# Data for processing
• • • • •

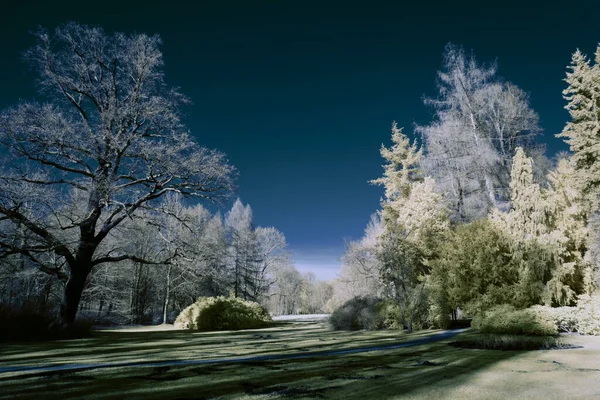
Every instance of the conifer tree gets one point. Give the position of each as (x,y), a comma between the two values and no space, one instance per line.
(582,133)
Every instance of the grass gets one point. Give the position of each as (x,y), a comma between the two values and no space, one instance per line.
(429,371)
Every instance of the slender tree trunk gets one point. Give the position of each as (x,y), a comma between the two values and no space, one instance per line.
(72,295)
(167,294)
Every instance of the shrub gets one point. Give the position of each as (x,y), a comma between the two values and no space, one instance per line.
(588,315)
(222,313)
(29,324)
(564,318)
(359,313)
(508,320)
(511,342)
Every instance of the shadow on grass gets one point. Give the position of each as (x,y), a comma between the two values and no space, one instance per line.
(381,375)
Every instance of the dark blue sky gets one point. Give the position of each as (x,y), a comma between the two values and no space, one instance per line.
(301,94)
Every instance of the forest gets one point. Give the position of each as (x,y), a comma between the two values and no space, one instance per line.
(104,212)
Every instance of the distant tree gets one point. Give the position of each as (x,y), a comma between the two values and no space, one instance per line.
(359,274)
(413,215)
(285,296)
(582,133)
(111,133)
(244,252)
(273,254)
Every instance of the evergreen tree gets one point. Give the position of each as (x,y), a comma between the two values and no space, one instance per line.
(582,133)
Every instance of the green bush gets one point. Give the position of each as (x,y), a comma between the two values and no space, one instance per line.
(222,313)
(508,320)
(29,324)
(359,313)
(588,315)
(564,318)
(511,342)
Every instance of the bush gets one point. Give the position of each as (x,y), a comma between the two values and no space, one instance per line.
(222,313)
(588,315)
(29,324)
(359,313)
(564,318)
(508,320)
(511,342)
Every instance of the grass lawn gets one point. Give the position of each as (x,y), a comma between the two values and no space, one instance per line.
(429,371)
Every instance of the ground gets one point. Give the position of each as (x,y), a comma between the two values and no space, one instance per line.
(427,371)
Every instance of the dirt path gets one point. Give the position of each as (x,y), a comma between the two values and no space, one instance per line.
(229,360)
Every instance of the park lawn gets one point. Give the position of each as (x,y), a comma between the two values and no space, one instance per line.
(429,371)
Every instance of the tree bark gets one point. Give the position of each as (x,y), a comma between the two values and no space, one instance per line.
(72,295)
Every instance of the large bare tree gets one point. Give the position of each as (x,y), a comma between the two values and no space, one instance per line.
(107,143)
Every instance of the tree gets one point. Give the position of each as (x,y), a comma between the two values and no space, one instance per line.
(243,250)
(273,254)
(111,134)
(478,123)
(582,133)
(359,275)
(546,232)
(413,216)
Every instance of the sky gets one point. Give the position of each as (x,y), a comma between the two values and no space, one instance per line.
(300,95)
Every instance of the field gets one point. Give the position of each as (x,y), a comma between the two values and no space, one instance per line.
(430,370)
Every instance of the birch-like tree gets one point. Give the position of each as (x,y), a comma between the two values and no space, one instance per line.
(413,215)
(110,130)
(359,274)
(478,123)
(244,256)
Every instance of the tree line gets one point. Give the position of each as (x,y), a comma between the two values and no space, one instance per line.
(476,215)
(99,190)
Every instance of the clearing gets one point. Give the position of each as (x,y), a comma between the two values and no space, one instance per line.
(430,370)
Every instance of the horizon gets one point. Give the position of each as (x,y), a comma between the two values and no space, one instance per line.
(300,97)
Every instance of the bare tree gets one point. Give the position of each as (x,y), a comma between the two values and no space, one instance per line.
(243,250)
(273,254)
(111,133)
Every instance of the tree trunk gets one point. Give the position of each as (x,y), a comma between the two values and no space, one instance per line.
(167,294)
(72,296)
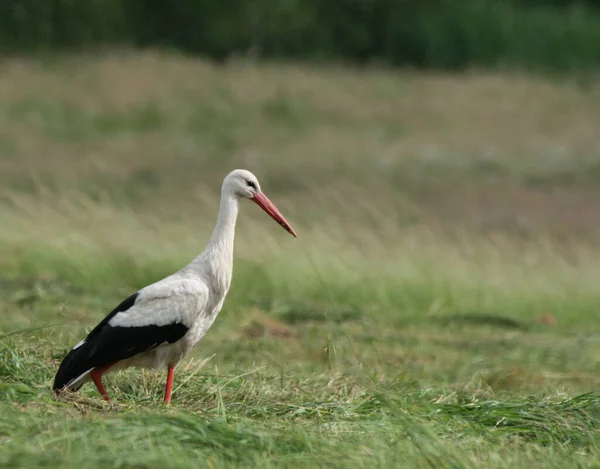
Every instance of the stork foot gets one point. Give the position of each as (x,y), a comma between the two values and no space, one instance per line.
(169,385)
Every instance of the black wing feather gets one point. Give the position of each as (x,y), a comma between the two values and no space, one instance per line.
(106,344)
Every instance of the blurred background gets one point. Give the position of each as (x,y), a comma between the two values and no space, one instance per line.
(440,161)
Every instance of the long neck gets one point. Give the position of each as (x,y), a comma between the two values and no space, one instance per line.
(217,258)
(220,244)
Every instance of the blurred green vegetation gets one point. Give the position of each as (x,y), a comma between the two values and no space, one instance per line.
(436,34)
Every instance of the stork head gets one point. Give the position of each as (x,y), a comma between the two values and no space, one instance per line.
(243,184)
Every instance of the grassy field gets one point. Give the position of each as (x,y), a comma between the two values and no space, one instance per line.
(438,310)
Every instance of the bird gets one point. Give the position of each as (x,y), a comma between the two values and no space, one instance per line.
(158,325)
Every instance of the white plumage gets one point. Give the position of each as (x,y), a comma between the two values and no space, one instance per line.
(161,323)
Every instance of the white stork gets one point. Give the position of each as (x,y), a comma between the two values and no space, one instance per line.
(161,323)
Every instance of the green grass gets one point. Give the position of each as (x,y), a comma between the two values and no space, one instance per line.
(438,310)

• • • • •

# Instructions for the task
Please transcribe every record above exactly as written, leaving out the pictures.

# Written answer
Every instance of the conifer tree gets one point. Give the position of each as (x,y), a comma between the two values and no space, one instance per line.
(582,133)
Every instance of the grass gets one point. Give the position of each as (x,y), a comma between the two values and no space, one instance per line.
(429,371)
Every instance of the slender tree trunk gets one point. Give the position of each as (x,y), a comma between the two values and no space, one instance per line.
(72,295)
(167,294)
Every instance of the shrub gets one point. Give the position of each as (x,y), a comma between the two values and no space, one instance per line.
(588,315)
(222,313)
(29,324)
(564,318)
(359,313)
(508,320)
(511,342)
Every instance of the shadow on grass gets one point. Give the position of each as (x,y), a comma between the two values and no space, one instance per line.
(381,375)
Every instance of the dark blue sky gets one point. Give the position of each as (x,y), a comma between the two values and no space, one instance per line.
(301,94)
Every instance of the forest gets one point. Give the position of each as (x,y), a comma between the two values and no space, one instance per line.
(104,212)
Every instance of the distant tree gets one point. Give the position of each as (x,y), a comma between the two values and no space, one instance per line.
(359,274)
(413,215)
(285,296)
(582,133)
(111,133)
(244,252)
(273,254)
Every instance of the evergreen tree gets one point. Give the position of each as (x,y), a comma between the two values and no space, one instance per line.
(582,133)
Every instance of the green bush gets one point. Give the position of each as (x,y), a comma between the two values and no space, one instance per line.
(222,313)
(508,320)
(29,324)
(359,313)
(588,315)
(564,318)
(511,342)
Every instance of the bush gets one point. Give the position of each as (x,y), a comma between the two values and no space, one instance per line.
(222,313)
(588,315)
(29,324)
(359,313)
(564,318)
(508,320)
(511,342)
Every instance of the grass lawn gets one point. Give the position of each as (x,y), a comma between the two values and no space, one instance per line.
(429,371)
Every instance of the ground gets one point. Give the position of each as (x,y), a comma between the two values and no space, one instance per line.
(427,371)
Every instance of the dirt path gets one point. Give the position of each as (x,y), a comma between the two values and no space, one instance per line.
(229,360)
Every instance of the park lawn gets one point. Give the position of each as (x,y), a comma between the two values and no space, one instance per line.
(429,371)
Every instance of the tree bark gets one point. Give the position of each as (x,y), a comma between the two values and no space, one instance per line.
(72,295)
Every instance of the large bare tree gets one point. Give the position of each as (x,y), a comma between the two values and no space, one instance per line.
(107,143)
Every instance of the tree gets one point. Give the position of each as (x,y), a comma between the two values and no space, one instance per line.
(243,250)
(273,254)
(111,134)
(478,123)
(582,133)
(359,275)
(546,232)
(413,216)
Every instance of the sky gets one point. Give the position of each as (x,y), a comma between the two values and no space, one instance per line.
(300,95)
Every instance of the field gets one point. Give the position of each as (x,y), a comma between the two values and no space, one instance per line.
(430,370)
Every instance of the birch-like tree gets one point. Give the position of each as (x,y), a comma between the two values and no space, one instance per line.
(413,215)
(110,130)
(359,274)
(478,123)
(244,256)
Every instance of the tree line gets one point. Give the position of each as (x,y), a comma between the two values and no space, one instance per line.
(476,215)
(99,190)
Every instance of the clearing gets one point. Give the position of each as (x,y), a comma between the two values and no space, one instance per line.
(430,370)
Every instance of the horizon gets one point. Give the position of each as (x,y), a comma between the two values and no space, one instance per line.
(300,97)
Every instance of the bare tree gets one point. Give the position of each as (x,y), a comma between the two values and no space, one instance per line.
(243,250)
(273,254)
(111,133)
Every instance of the tree trunk gets one point. Give the position of each as (x,y), a comma between the two values and no space, one instance per line.
(167,294)
(72,296)
Every instance of the stork foot gets one point. Give the position of each as (x,y), a comma between the two values and no space, one instance per line.
(169,385)
Every instance of the black wing feather gets one point. Give the position of each as (x,y), a comma between the two values and no space, one instance per line.
(106,344)
Every instance of the blurred background gets one point. Give the position of each as (x,y), a comma between the two values and no space, one instance per line.
(440,161)
Every instance of the long neck gets one point. Give the position of each as (x,y), a comma between the two values and no space, one instance per line.
(217,258)
(220,244)
Every instance of the blurred green vegetation gets one point. Give the position of each as (x,y), a comma between the two values and no space, one instance per line.
(436,34)
Every instance of the stork head gets one point. Give the position of each as (x,y), a comma between the two values and no space, one instance per line.
(243,184)
Every instance of the grassy field gets one point. Give the position of each as (x,y), a comma between the two values and no space, one instance per line.
(438,310)
Every instance of the bird gets one point. Give the position of each as (x,y), a comma between the two values and no space, one instance per line.
(158,325)
Every instance of the white plumage gets one point. Give the position of each as (x,y), a comma between the two values and no space, one instance per line.
(161,323)
Every instance of the white stork gets one point. Give the position of each as (x,y), a comma between the two values and no space, one instance per line.
(161,323)
Every instance of the green grass gets one point. Give the position of each as (x,y), a comma between the two values and no space, one instance per line.
(438,310)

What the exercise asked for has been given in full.